▶ TRECHO DO DOCUMENTO
******

A literatura de cordel é, sem dúvida, um grande legado do Nordeste. Foi reconhecida como patrimônio imaterial brasileiro em setembro de 2018. Temos na antologia um gênero literário que sobrevive para além dos best-sellers literários e que ocupa sim o seu lugar, e que se renova com novos autores. Cordel continua conquistando leitores, traz uma brasilidade que mexe com nossos laços afetivos, nos conecta com o imaginário e o fantástico.

A cultura popular mescla-se com o erudito, posto que há inspiração em mitos, passa pela religiosidade, flerta com a fantasia, tem referências a outras grandes histórias criadas pelos homens ao longo do tempo, atinge a realidade e se lança para o absurdo. Nas páginas dos cordéis temos muita oralidade nos versos, a ironia, o sarcasmo e o humor. A literatura de cordel é rica e a Antologia do Cordel Brasileiro nos dá essa visão. A Global Editora acertou em cheio com os textos que refletem momentos distintos do cordel. Leitura mais que recomendada.

******

▶ TAREFA A CUMPRIR
No trecho sobre a literatura de cordel, por que a cultura popular se mescla com o erudito? Responda em uma a três frases.

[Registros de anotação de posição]
******

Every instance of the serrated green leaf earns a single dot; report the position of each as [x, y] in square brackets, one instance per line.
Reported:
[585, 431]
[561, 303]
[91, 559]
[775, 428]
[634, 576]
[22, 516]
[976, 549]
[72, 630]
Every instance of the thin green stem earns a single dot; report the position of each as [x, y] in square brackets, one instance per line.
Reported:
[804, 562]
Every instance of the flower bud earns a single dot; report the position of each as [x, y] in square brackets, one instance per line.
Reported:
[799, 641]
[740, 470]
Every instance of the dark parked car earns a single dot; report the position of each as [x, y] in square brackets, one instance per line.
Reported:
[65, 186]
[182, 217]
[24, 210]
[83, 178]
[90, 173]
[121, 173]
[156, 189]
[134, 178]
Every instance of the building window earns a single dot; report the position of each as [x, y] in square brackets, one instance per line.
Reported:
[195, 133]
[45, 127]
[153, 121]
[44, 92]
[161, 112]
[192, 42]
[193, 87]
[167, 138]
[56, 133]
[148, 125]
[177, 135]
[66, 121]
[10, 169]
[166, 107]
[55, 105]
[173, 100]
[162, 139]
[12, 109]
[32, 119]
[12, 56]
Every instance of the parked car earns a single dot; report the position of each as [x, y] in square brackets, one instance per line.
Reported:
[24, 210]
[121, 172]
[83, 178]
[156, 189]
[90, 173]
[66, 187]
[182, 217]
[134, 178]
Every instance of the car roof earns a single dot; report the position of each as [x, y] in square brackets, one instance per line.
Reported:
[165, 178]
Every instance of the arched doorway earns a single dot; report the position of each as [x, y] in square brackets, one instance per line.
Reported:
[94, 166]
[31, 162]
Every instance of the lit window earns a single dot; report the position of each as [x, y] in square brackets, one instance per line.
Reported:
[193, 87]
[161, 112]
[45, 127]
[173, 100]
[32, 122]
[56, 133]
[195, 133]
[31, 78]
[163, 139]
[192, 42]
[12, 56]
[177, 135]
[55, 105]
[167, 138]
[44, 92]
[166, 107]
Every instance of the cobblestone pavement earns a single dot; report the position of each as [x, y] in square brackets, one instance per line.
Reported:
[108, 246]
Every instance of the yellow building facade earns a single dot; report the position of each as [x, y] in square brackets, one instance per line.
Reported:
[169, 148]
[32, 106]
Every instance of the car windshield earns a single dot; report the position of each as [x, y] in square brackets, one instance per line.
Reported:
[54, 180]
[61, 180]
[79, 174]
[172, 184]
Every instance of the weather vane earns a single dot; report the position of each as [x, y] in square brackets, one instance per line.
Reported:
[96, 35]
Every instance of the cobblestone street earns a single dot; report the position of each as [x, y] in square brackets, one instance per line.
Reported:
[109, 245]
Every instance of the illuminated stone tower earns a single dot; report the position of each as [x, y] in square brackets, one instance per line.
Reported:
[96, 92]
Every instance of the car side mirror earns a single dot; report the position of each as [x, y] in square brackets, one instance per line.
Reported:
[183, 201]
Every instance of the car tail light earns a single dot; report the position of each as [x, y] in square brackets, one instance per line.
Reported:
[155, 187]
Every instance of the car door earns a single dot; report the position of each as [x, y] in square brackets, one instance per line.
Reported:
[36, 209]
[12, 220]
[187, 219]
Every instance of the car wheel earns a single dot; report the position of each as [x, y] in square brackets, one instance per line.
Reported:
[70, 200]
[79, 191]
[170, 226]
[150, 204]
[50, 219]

******

▶ RESPOSTA COMPLETA
A cultura popular se mescla com o erudito porque o cordel se inspira em mitos, passa pela religiosidade e flerta com a fantasia. Ele também faz referências a outras grandes histórias criadas pelos homens ao longo do tempo, atinge a realidade e se lança para o absurdo.